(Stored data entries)
-----
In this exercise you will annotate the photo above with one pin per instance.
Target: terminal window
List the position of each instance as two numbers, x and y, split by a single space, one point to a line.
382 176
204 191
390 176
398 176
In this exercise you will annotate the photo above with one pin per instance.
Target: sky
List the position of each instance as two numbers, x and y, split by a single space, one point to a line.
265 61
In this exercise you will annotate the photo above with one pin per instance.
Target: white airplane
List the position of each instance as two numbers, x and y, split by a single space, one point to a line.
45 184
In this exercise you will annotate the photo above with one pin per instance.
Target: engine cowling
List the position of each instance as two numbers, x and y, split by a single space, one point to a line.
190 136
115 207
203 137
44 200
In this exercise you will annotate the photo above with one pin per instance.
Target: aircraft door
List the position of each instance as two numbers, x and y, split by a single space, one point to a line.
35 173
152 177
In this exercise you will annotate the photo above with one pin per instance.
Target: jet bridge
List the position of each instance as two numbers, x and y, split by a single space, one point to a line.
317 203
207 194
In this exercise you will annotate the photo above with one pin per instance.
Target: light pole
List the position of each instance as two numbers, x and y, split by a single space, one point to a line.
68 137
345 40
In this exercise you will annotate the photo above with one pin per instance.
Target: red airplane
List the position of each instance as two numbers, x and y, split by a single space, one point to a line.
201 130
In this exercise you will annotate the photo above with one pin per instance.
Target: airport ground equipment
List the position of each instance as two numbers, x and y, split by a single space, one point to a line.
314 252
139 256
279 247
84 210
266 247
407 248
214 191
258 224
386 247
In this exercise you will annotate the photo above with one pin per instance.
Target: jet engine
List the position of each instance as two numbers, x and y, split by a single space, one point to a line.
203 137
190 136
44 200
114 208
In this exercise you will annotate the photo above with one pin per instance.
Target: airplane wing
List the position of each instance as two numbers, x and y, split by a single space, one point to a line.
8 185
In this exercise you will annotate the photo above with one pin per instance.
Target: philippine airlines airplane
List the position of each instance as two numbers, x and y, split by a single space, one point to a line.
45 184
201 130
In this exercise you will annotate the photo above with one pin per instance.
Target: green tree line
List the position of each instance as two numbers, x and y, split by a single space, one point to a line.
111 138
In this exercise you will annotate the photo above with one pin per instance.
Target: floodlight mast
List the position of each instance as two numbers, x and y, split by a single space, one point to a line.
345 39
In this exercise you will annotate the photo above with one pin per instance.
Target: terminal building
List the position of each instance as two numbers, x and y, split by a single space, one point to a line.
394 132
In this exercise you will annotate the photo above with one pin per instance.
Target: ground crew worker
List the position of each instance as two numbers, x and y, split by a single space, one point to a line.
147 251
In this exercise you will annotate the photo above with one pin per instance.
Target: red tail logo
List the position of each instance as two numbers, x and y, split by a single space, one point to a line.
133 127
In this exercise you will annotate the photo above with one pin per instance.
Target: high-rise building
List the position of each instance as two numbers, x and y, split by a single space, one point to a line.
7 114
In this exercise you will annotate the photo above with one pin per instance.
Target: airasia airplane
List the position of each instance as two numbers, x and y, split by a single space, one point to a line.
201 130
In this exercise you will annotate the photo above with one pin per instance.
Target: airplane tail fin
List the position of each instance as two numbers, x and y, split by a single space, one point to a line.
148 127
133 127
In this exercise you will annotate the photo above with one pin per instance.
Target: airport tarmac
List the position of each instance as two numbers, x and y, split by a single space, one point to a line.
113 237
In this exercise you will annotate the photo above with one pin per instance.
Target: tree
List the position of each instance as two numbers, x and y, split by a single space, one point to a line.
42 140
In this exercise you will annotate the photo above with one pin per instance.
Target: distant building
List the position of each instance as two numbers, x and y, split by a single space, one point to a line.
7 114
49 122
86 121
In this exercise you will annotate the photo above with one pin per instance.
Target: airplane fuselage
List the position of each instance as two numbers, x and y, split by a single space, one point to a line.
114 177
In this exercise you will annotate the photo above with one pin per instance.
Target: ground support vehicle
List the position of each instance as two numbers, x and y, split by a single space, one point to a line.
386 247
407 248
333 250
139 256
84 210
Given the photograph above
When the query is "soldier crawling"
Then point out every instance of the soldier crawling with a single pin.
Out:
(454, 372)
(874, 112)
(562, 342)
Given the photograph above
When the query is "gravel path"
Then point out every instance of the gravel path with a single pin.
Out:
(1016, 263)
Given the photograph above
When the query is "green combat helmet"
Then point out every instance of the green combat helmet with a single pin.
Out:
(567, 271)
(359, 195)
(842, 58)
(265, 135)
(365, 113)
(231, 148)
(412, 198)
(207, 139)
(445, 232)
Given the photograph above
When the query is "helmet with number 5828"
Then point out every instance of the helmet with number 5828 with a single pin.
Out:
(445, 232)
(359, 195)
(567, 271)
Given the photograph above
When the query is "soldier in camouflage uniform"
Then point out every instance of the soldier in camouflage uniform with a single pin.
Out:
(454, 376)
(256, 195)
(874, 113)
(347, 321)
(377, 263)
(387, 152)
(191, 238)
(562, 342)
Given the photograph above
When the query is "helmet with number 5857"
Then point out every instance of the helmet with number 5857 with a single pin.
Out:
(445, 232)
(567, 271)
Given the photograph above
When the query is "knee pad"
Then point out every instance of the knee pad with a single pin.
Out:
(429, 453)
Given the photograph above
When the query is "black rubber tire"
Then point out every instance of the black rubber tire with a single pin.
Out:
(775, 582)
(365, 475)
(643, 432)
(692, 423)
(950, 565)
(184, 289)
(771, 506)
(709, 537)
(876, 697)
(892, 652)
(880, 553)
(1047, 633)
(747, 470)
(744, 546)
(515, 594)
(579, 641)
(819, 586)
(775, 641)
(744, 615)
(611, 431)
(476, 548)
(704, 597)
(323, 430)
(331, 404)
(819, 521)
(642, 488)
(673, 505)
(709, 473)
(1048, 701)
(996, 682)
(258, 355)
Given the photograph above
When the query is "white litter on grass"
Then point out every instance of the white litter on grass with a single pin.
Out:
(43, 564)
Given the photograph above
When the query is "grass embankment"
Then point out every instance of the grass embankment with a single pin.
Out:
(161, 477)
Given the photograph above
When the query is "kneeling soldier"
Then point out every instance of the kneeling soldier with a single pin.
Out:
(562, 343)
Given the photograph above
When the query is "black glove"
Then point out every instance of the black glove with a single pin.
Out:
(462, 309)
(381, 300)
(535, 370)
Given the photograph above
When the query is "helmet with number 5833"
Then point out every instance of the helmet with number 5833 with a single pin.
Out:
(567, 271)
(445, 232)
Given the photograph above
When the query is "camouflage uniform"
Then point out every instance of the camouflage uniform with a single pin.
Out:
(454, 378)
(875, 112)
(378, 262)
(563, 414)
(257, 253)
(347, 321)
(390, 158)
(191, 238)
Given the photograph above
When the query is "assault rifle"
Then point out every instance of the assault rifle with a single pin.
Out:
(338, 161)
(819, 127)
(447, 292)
-----
Each line above where the word "rubber" occurs should be returned in full.

▶ Answer for the task:
When the query is "black rubber tire"
Then point out every instance of the black rubber tire with a single pin.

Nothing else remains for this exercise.